------ Provided data ------

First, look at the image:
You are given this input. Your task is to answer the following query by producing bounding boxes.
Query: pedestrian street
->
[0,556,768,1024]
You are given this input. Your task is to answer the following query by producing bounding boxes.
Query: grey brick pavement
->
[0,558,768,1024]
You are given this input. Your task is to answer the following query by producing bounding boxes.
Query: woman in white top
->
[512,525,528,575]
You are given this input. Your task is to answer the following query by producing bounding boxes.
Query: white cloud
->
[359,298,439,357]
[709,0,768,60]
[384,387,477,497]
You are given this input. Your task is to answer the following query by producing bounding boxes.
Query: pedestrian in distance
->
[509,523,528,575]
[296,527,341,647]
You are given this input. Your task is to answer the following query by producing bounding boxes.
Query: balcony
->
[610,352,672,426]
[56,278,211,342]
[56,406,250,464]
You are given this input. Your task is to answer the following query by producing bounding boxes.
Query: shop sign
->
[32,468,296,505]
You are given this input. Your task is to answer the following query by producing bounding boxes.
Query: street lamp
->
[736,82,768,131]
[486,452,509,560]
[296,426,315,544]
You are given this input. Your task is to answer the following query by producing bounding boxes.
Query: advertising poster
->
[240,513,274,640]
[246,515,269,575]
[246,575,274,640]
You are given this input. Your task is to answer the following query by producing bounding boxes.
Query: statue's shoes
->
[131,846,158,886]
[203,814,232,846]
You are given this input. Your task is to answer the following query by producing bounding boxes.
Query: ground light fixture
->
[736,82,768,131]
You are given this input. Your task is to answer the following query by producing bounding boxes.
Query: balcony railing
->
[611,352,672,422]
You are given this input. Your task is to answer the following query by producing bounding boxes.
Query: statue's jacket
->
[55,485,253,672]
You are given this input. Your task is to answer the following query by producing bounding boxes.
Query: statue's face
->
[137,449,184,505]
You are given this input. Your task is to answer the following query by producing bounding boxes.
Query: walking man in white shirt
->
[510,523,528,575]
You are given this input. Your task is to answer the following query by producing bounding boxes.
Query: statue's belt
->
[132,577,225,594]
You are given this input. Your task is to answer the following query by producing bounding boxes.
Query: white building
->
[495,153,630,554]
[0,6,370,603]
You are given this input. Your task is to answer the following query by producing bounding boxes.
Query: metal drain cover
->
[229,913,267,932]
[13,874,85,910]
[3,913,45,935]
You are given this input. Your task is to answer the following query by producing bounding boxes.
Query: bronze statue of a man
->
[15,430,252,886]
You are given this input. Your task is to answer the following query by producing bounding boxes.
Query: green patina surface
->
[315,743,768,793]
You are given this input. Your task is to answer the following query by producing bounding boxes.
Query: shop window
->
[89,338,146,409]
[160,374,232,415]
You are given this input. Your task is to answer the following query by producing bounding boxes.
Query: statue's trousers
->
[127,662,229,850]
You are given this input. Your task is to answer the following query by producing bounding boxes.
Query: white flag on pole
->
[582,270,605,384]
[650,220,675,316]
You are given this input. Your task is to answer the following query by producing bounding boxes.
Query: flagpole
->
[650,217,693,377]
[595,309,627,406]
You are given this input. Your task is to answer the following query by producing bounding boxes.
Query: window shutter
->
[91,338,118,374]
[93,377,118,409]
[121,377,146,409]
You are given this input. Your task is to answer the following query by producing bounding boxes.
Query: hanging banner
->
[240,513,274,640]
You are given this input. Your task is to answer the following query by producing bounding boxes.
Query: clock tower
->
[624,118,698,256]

------

Could you turn every line of the listing above into a numbered list and leave out any blank lines?

• _Task solution_
1. First, look at the image:
2. You are given this input. Your task is to answer the following query by producing bounding boxes.
3. Query: pedestrian street
4. ->
5. [0,556,768,1024]
6. You are given this input. Your task is to answer the following query by producing bounding boxes.
7. Query: grey brick pavement
8. ->
9. [0,558,768,1024]
10. You are given this input. Your task is to answer the following query by producing bounding boxes.
11. Query: woman in white top
12. ->
13. [512,525,528,575]
14. You are given this input. Your task is to answer the following query by producing bounding boxes.
15. Query: white cloud
16. ->
17. [359,298,439,357]
18. [709,0,768,60]
19. [384,387,477,497]
20. You are given this input. Your task is to answer the following query by producing bounding boxes.
21. Query: pedestrian in distance
22. ->
23. [509,523,528,575]
24. [296,527,341,647]
25. You are given this input. Your task is to answer the following query by producing bounding boxes.
26. Query: balcony
27. ->
28. [610,352,672,426]
29. [56,278,211,342]
30. [56,406,250,464]
31. You are given this input. Your task is to answer the following query by producing bounding boxes.
32. Query: shop sign
33. ->
34. [32,468,296,505]
35. You are given this input. Your task is to answer the following query by producing bounding boxes.
36. Query: street lamp
37. ->
38. [736,82,768,131]
39. [486,452,509,560]
40. [296,426,315,544]
41. You are given this input. Your task is to answer the following query by producing bounding boxes.
42. Query: advertising poster
43. ->
44. [240,513,274,640]
45. [246,515,269,575]
46. [246,575,274,640]
47. You are given this input. Your task is to answer the following query by producing bounding boxes.
48. Query: statue's shoes
49. ->
50. [131,846,158,886]
51. [203,814,232,846]
52. You are given this input. Your task is to answer the following query by producing bounding boxes.
53. Query: ground light fixture
54. ->
55. [736,82,768,131]
56. You are given this input. Your task is to answer the following query by producing bounding boxes.
57. Query: balcony railing
58. ->
59. [611,352,672,422]
60. You are given this input. Your task is to answer the following query by producing bounding boxes.
61. Query: statue's jacket
62. ->
63. [55,485,253,672]
64. You are given this input. Your task is to answer the following query by producing bounding boxes.
65. Query: statue's face
66. ->
67. [137,449,184,505]
68. You are given this input. Your task is to answer the following query by producing bounding boxes.
69. Query: walking man in white shirt
70. ->
71. [510,523,528,575]
72. You are given this input. Your task is to answer the following query by producing bounding boxes.
73. Query: statue's belt
74. ->
75. [132,577,225,594]
76. You are given this input. Your task is to answer the following query by producing bounding boxes.
77. Query: white building
78. ->
79. [495,153,630,554]
80. [0,6,370,603]
81. You are given this input. Your task is to answer the following query by producing bounding boxes.
82. Query: metal drain cover
83. ->
84. [229,913,267,932]
85. [13,874,85,910]
86. [3,913,45,935]
87. You are given this input. Your task is to answer the following query by producing bounding boxes.
88. Query: bronze statue of a man
89. ->
90. [15,430,252,886]
91. You are given this input. Your task is to answer the following query by producing bounding boxes.
92. Query: green patina surface
93. ->
94. [315,743,768,793]
95. You are given this input. Your task is to answer the following query by producing bounding boxes.
96. Query: shop window
97. ->
98. [89,338,146,409]
99. [160,374,232,415]
100. You are given this input. Your task is to answer the following query by producing bounding boxes.
101. Query: statue's trousers
102. ->
103. [127,662,229,850]
104. You are given this input. Your task is to answer the following query by producing bounding boxes.
105. Query: white flag on pole
106. ->
107. [582,270,605,384]
108. [650,220,675,316]
109. You are given this input. Your task is to answer the following query by producing bounding boxes.
110. Query: flagpole
111. ->
112. [650,217,693,377]
113. [595,309,627,406]
114. You are given this input. Your task is to answer the following query by producing bounding boxes.
115. Query: window shutter
116. ->
117. [91,338,118,374]
118. [93,377,118,409]
119. [121,377,146,409]
120. You are given this input. Your task is to answer the following query by producing bounding boxes.
121. Query: hanging banner
122. ->
123. [240,513,274,640]
124. You are given this input. Your task is to answer the following query by producing bounding boxes.
125. Query: clock tower
126. ->
127. [624,118,698,256]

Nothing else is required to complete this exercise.